What is needed: Without including any pictures, reproduce all the lines below word for word.

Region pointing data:
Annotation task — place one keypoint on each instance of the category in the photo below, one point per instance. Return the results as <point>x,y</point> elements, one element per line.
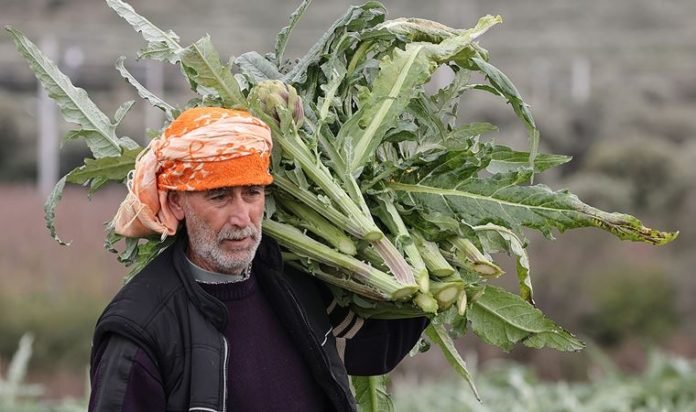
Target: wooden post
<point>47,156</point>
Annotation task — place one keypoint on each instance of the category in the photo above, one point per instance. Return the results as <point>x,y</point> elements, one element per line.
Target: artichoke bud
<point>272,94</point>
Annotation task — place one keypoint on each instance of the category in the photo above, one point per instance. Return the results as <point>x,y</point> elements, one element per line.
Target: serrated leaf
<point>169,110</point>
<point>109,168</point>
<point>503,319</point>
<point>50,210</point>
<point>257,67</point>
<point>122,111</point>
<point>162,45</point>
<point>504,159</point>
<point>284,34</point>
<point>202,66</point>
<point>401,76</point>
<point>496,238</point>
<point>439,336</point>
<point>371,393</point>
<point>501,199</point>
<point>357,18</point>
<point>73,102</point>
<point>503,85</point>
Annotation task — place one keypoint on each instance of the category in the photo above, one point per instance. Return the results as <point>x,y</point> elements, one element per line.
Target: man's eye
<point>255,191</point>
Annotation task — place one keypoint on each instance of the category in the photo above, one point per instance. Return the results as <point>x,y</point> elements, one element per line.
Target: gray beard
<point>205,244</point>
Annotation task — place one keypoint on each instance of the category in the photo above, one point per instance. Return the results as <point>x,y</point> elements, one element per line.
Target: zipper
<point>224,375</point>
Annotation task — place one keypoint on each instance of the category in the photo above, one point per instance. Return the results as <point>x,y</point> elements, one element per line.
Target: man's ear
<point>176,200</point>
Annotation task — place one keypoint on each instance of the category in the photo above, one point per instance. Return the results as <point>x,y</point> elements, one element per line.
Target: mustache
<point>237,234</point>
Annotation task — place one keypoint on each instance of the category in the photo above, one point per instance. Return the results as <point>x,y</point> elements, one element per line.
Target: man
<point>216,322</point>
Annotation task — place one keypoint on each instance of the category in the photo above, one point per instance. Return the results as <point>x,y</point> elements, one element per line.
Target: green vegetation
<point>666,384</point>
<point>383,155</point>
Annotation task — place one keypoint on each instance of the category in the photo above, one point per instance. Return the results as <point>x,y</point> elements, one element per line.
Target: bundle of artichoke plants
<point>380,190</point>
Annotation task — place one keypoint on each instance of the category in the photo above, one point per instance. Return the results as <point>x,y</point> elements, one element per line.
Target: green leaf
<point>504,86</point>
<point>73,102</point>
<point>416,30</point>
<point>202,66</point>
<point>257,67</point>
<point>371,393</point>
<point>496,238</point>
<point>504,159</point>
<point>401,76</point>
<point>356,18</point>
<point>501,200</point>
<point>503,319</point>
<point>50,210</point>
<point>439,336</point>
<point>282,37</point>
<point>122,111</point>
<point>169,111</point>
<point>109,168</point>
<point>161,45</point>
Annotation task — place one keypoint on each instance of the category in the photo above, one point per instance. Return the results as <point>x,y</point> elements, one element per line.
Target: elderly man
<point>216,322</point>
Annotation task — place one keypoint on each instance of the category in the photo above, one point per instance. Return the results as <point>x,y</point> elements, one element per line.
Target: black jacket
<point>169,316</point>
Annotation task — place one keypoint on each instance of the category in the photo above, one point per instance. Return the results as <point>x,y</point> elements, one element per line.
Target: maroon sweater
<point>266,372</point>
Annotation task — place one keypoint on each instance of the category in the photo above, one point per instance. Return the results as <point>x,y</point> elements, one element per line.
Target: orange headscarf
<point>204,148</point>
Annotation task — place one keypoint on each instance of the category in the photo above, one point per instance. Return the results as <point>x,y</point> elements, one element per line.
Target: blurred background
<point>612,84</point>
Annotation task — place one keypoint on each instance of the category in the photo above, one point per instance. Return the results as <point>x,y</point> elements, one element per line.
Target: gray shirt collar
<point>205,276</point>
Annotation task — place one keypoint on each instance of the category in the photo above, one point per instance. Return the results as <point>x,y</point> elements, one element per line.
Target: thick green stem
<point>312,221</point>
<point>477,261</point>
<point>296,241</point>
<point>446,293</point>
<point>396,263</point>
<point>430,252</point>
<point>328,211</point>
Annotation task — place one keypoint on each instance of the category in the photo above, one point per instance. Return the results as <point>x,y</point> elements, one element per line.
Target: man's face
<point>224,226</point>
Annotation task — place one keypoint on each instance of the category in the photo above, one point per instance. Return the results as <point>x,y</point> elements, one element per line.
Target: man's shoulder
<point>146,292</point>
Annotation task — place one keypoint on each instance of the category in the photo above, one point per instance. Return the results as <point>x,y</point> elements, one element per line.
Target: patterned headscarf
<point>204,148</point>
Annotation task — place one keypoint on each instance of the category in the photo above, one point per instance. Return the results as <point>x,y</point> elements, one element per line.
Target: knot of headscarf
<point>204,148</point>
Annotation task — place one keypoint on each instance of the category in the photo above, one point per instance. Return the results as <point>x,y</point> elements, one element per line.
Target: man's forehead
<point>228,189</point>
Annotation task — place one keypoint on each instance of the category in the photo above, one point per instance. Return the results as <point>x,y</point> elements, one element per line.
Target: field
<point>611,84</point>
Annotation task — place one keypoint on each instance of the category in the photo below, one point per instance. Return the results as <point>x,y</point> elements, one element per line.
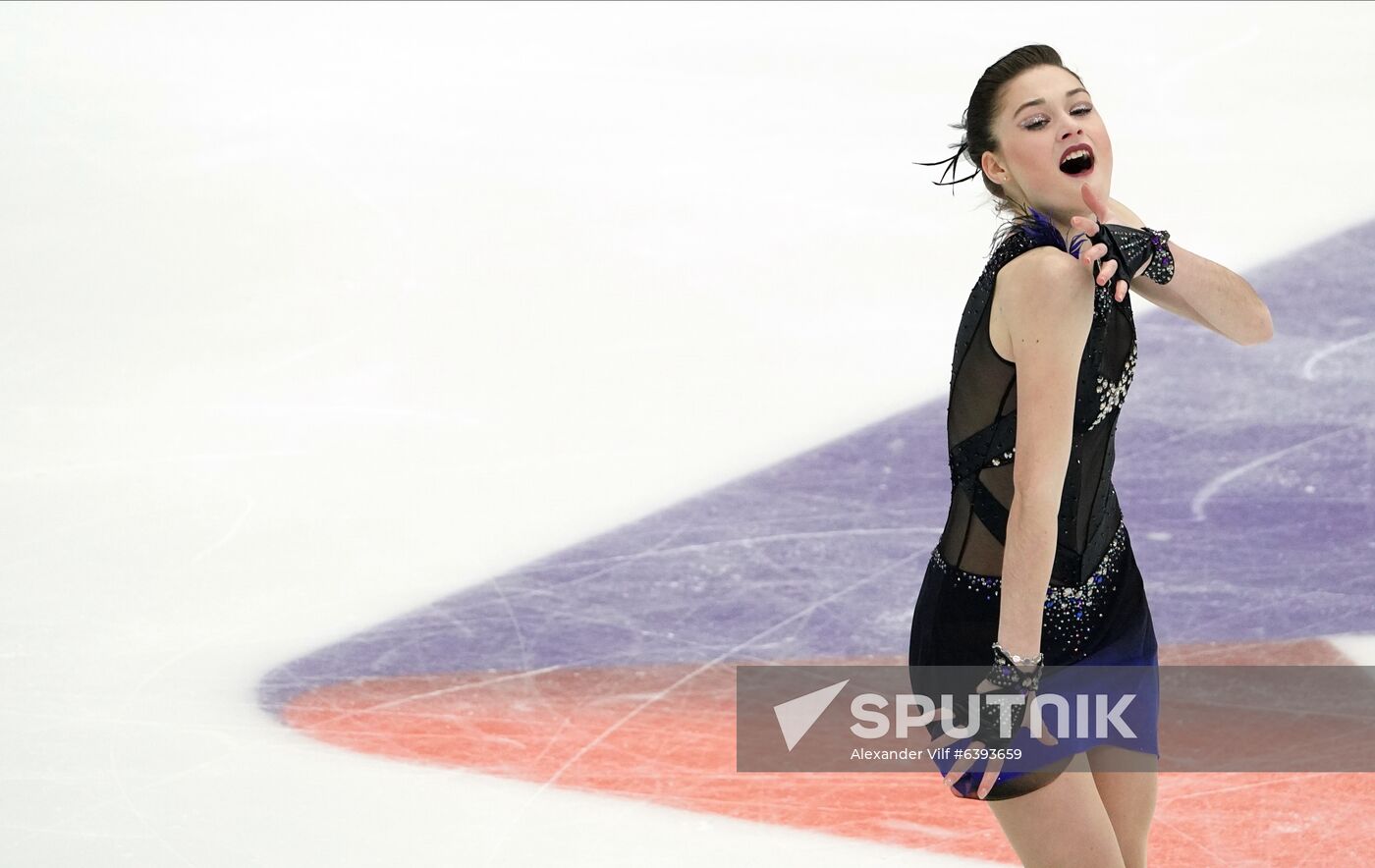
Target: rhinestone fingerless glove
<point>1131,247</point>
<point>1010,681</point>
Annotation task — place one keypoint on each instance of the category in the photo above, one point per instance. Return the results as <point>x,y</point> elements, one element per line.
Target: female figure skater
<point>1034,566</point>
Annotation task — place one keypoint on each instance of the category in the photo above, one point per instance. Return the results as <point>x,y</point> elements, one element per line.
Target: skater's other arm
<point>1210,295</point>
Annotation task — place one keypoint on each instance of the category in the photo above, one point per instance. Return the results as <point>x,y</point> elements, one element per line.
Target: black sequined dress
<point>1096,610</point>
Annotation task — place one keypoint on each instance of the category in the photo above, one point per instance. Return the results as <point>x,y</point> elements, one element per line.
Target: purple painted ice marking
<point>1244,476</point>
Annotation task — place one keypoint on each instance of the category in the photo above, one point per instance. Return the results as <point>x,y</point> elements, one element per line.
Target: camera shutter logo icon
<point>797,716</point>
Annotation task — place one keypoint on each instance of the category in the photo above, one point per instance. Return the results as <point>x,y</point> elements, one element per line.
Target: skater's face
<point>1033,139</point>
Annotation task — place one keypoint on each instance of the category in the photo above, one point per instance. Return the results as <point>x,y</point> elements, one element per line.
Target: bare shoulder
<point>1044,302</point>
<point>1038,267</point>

Solution to the problem:
Annotation task — place one keypoint on each instance of the category in the photo below, one point per instance. Return the results as <point>x,y</point> elements, one element per line.
Target: wooden post
<point>47,156</point>
Annotation task — place one keypoint on each instance of the category in the photo above, one point per instance. Return the results as <point>x,y</point> elements, one element per line.
Target: artichoke bud
<point>272,94</point>
Annotation task — place one keypoint on each instance of the category in the photo above, one point per instance. Return the results as <point>x,y</point> elements, one element per line.
Target: serrated leaf
<point>169,110</point>
<point>109,168</point>
<point>503,319</point>
<point>50,210</point>
<point>257,67</point>
<point>122,111</point>
<point>162,45</point>
<point>504,159</point>
<point>284,34</point>
<point>202,66</point>
<point>401,76</point>
<point>496,238</point>
<point>439,336</point>
<point>371,393</point>
<point>501,199</point>
<point>357,18</point>
<point>73,102</point>
<point>503,85</point>
Annotation task — place one keypoint on each instance of the category in the photo above, one point per instance. Return the results as <point>x,y</point> elements, one element per line.
Target: man's eye
<point>255,191</point>
Annotation task — place one keypoint on each instance of the category in the photo above, one point per instance. Return the results as <point>x,y</point> elements, one element per line.
Target: gray beard
<point>205,244</point>
Annotation task — place one keypoint on each instance of the category in the photo above, one point per instance. Return the results as <point>x,y</point> elements, one element per line.
Target: zipper
<point>224,375</point>
Annotation task — place one keypoint on each instance of the category in the photo above, one point per instance. Return the results as <point>x,y</point> elements, one element per line.
Target: man's ear
<point>176,200</point>
Annotation task — place one keypoint on each instance of the category in the photo above, one point per instance. Return the results as <point>x,y</point> elements, one element per line.
Target: mustache
<point>237,234</point>
Annotation task — place one keypoint on each instance of the category in the photo above, one point per instance. Return the results as <point>x,y</point> elements, one element per line.
Target: man
<point>216,322</point>
Annotation task — place one keypoint on each instance of the category in the photo above, one point per instance. Return the results as <point>x,y</point> elements, one element per line.
Target: green vegetation
<point>666,384</point>
<point>383,155</point>
Annotation task — place one keypoint on each instance of the category in the photo above, one point per instance. Return the results as <point>x,y</point> elements, one element per line.
Target: bundle of artichoke plants
<point>380,190</point>
Annotation task — place one keypoint on each instance of the category in the photo above, one point per instance. Return the results as <point>x,y</point> elements, one element per line.
Target: green leaf
<point>504,86</point>
<point>73,102</point>
<point>416,30</point>
<point>202,66</point>
<point>257,67</point>
<point>371,393</point>
<point>496,238</point>
<point>504,159</point>
<point>401,76</point>
<point>356,18</point>
<point>501,200</point>
<point>503,319</point>
<point>50,210</point>
<point>439,336</point>
<point>282,37</point>
<point>122,111</point>
<point>169,111</point>
<point>109,168</point>
<point>161,45</point>
Annotation task — place one keypoint on each instance of the category in the photo above, one point per instance. Return the results as <point>x,y</point> elements, one element per line.
Target: elderly man
<point>216,322</point>
Annotation task — place one keypoint on each instance of the category in the photo above, one point per instance. Return the results as <point>x,y</point> elements, one element per line.
Target: black jacket
<point>169,316</point>
Annotation task — place one keypoint on each instance of the category in the photo above, one point per instance. Return the results as <point>x,y</point> elements, one element per line.
Target: maroon sweater
<point>266,372</point>
Annotation task — place one keypoint on each instance of the category in the photo above, one point per instance. Return the results as <point>x,y</point> elements, one element per line.
Target: orange headscarf
<point>204,148</point>
Annotation task — place one keypoint on each instance of the category in the photo above, one point per instance. Return the results as <point>x,y</point> elements, one element per line.
Target: blurred background
<point>612,84</point>
Annotation task — place one keypoint on each instance of the category in the photo above, one point per instance. Return the results as <point>x,y</point> elements, one element per line.
Target: gray shirt collar
<point>205,276</point>
Annotation task — place one keypoint on each instance of the category in the photo above, one point per instance. Return the results as <point>x,y</point> elements, one element per line.
Target: thick green stem
<point>312,221</point>
<point>477,261</point>
<point>296,241</point>
<point>446,293</point>
<point>396,263</point>
<point>430,252</point>
<point>328,211</point>
Annotation task — place one keypoint on each instance of the category in the photo above, one point per instance. Return the results as <point>x,y</point> elements, one element per line.
Target: man's face
<point>224,226</point>
Annotation task — place one keypoint on each instance of the category in the photo above, one point per instance. Return the results as <point>x,y</point> elements, one element per line.
Target: man's shoulder
<point>146,292</point>
Annotation task — place one keypoint on each instance of the category in the photo above, one point per instance. Return the results as <point>x,y</point> elements, one element per line.
Target: patterned headscarf
<point>204,148</point>
Annotation task — place one keypoint on each instance of the category in the photo above, one point per instance. Return the results as <point>x,y</point> elements, one element per line.
Target: knot of headscarf
<point>204,148</point>
Annotation task — place one keypoint on each instance of the category in the photo above, one point per instance. Return the results as <point>x,y</point> elements, one element per line.
Target: man's forehead
<point>228,189</point>
Annotation task — place one keypoint on each instance of the category in the photo above, one point per instance. Return the results as <point>x,y</point> elements, one element per line.
Target: field
<point>611,84</point>
Annotation task — place one keypoint on each instance of the category in the photo below, one point per instance. Return the results as <point>x,y</point> elements, one element per line.
Target: rhinestone fingerless glove
<point>1131,247</point>
<point>1010,681</point>
Annotation task — place one keypoint on each instance of the category in the photo above, one point per instance. Return the results as <point>x,y</point> elements, one element per line.
Target: female figure skater
<point>1034,566</point>
Annotation task — place one keypoint on each instance of the category in the photo above, one point per instance. Return the results as <point>x,y</point> elements, one element per line.
Target: skater's other arm
<point>1210,295</point>
Annotation task — place one keypoint on each instance of the category in the photo above, one point per instance. Return the results as <point>x,y</point> elements, one element per line.
Target: black sequined dress
<point>1096,610</point>
Annotation task — place one keypoint on each instance of the category in the photo above, one point per instance. Return the results as <point>x,y</point> elements, one element per line.
Target: purple painted ice marking
<point>1244,476</point>
Annotation task — place one keypoint on each instance of the category in the photo above, one point per instance. Return the results as <point>x,y</point> elements, one element per line.
Target: camera shutter logo icon
<point>797,716</point>
Annotation task — place one keypoint on each instance of the category in the photo above, one point per instance. Return the results as <point>x,y</point> elements, one element per line.
Target: skater's face
<point>1033,139</point>
Annotation task — place one keypoint on each instance of the category in the photo above, one point per instance. Return the results as <point>x,y</point> elements, one element per line.
Target: bare shoulder
<point>1044,302</point>
<point>1038,267</point>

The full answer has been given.